§ TASK DIRECTIONS
Every line below that carries the word "orange" needs to be copied.

BEGIN SUPPLIED MATERIAL

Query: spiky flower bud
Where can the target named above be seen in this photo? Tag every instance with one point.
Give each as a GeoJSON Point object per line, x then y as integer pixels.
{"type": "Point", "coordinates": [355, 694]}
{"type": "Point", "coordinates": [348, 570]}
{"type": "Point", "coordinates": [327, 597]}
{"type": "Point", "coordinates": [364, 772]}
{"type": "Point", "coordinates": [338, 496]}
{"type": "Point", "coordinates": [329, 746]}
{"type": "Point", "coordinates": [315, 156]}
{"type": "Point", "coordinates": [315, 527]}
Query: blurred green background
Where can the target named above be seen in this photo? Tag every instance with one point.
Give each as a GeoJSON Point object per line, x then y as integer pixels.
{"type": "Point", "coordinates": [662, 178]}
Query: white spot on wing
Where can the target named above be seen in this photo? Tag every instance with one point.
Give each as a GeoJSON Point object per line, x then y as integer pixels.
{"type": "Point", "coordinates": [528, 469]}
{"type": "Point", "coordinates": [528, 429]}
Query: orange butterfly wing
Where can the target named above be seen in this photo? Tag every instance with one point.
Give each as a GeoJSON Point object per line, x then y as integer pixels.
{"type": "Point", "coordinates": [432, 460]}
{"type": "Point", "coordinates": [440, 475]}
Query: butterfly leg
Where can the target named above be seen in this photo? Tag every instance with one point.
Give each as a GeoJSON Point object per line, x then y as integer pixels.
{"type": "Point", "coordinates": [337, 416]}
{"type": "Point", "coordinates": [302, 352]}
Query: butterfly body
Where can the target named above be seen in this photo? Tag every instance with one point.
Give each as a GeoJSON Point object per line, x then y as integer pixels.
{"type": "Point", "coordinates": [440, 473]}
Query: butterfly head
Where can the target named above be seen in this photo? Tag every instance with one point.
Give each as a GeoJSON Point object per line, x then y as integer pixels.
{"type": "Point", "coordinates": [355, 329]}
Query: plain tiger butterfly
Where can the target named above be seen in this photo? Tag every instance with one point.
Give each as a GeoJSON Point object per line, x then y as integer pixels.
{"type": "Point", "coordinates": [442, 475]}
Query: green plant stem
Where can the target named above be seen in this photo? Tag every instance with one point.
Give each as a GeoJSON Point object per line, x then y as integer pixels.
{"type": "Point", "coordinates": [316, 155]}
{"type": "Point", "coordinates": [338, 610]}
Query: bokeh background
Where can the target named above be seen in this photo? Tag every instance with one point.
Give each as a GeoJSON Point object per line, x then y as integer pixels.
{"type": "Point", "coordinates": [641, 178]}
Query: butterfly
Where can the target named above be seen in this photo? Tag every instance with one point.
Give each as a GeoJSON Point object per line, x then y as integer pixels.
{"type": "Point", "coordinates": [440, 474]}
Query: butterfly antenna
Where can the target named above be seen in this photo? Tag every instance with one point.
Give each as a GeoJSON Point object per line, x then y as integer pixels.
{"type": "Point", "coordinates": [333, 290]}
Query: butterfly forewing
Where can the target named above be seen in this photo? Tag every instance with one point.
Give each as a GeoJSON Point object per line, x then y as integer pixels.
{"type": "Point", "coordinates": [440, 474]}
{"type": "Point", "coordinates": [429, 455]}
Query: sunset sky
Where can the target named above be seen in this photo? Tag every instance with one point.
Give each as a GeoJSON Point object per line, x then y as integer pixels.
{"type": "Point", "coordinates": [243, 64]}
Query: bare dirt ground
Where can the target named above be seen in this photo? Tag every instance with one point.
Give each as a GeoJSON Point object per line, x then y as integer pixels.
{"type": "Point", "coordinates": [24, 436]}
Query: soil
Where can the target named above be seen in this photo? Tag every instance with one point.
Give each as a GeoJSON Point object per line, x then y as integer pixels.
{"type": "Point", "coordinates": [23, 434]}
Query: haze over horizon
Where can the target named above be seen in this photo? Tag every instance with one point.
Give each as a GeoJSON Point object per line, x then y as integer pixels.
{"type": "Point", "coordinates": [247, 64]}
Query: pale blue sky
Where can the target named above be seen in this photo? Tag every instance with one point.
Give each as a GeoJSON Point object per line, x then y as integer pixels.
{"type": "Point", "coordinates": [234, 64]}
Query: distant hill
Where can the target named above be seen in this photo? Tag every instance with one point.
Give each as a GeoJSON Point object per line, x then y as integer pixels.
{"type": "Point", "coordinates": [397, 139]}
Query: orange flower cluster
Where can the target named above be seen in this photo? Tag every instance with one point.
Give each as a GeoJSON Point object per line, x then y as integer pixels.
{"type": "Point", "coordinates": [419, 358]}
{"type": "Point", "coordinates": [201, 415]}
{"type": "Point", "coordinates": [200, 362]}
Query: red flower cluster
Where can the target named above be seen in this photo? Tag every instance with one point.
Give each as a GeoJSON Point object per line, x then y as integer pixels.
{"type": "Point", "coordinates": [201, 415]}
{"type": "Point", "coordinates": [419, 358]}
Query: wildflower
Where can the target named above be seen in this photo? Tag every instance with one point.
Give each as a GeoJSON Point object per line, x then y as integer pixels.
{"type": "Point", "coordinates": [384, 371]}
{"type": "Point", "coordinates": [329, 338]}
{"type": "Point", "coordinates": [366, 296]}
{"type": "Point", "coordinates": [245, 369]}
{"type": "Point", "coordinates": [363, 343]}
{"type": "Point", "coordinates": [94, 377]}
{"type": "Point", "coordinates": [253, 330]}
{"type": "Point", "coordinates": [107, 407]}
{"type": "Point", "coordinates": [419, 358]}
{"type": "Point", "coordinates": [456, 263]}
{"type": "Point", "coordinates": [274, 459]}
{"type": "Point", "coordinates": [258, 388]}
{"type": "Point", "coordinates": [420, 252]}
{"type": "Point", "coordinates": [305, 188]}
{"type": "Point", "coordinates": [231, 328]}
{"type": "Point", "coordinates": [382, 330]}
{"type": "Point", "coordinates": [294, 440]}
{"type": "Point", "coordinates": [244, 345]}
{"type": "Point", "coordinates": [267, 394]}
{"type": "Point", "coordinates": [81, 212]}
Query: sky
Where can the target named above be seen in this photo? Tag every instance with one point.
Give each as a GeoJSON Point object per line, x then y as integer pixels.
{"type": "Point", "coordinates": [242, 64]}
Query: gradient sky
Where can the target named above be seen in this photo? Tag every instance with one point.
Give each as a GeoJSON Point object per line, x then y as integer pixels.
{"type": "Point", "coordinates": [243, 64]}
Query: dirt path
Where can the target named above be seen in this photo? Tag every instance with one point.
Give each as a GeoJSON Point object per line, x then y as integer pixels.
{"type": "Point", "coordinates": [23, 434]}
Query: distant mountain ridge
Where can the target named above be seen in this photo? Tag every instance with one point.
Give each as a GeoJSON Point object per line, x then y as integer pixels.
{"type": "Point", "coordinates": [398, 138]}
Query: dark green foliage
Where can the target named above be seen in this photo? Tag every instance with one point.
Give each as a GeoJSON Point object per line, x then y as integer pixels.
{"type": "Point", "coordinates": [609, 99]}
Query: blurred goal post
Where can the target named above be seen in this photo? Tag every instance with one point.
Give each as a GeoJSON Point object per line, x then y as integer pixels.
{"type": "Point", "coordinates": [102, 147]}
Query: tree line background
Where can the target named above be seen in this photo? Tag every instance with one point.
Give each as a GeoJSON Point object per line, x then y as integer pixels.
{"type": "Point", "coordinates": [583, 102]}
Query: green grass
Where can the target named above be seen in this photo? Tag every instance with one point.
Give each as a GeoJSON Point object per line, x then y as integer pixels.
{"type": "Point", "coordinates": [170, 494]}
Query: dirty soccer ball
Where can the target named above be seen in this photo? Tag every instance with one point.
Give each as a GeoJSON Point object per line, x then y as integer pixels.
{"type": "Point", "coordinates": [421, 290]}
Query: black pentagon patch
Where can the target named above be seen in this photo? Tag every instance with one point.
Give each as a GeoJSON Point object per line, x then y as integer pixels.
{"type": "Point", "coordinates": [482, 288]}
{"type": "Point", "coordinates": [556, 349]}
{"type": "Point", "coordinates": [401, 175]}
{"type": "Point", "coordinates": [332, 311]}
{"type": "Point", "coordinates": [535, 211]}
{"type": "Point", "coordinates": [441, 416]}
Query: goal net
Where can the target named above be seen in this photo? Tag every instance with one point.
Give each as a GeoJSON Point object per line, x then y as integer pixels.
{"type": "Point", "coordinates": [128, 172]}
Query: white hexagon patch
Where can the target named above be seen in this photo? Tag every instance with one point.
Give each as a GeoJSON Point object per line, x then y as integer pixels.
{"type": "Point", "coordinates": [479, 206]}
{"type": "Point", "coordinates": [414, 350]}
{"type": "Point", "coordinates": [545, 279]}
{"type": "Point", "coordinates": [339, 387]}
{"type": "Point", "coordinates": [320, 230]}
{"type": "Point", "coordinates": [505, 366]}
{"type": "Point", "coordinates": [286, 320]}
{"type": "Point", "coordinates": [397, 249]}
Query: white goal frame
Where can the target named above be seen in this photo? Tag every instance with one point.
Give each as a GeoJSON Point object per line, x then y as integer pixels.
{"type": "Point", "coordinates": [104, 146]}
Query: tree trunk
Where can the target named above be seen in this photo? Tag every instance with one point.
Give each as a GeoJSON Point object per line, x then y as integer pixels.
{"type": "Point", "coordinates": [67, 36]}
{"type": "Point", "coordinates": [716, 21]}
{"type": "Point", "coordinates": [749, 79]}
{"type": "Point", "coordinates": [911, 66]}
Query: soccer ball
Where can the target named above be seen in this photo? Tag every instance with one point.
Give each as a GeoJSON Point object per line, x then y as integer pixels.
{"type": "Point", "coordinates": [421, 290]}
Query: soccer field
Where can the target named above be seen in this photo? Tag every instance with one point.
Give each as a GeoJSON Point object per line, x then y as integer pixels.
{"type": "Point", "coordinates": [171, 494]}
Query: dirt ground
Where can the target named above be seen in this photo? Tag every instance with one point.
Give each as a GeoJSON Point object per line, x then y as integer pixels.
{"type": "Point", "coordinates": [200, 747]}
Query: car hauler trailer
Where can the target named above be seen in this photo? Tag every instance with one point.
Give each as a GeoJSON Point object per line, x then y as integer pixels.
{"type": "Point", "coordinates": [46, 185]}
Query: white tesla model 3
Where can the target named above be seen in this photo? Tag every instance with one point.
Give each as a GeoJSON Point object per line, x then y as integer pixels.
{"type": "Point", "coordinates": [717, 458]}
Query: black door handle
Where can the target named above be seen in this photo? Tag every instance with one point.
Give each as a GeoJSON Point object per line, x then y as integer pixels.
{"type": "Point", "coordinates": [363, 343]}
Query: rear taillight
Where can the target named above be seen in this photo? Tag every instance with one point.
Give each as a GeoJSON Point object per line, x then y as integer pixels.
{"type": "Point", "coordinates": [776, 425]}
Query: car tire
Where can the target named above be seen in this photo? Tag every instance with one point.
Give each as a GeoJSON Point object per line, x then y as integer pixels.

END SUPPLIED MATERIAL

§ ANSWER TO THIS PROBLEM
Query: orange butterfly wing
Query: orange flower cluster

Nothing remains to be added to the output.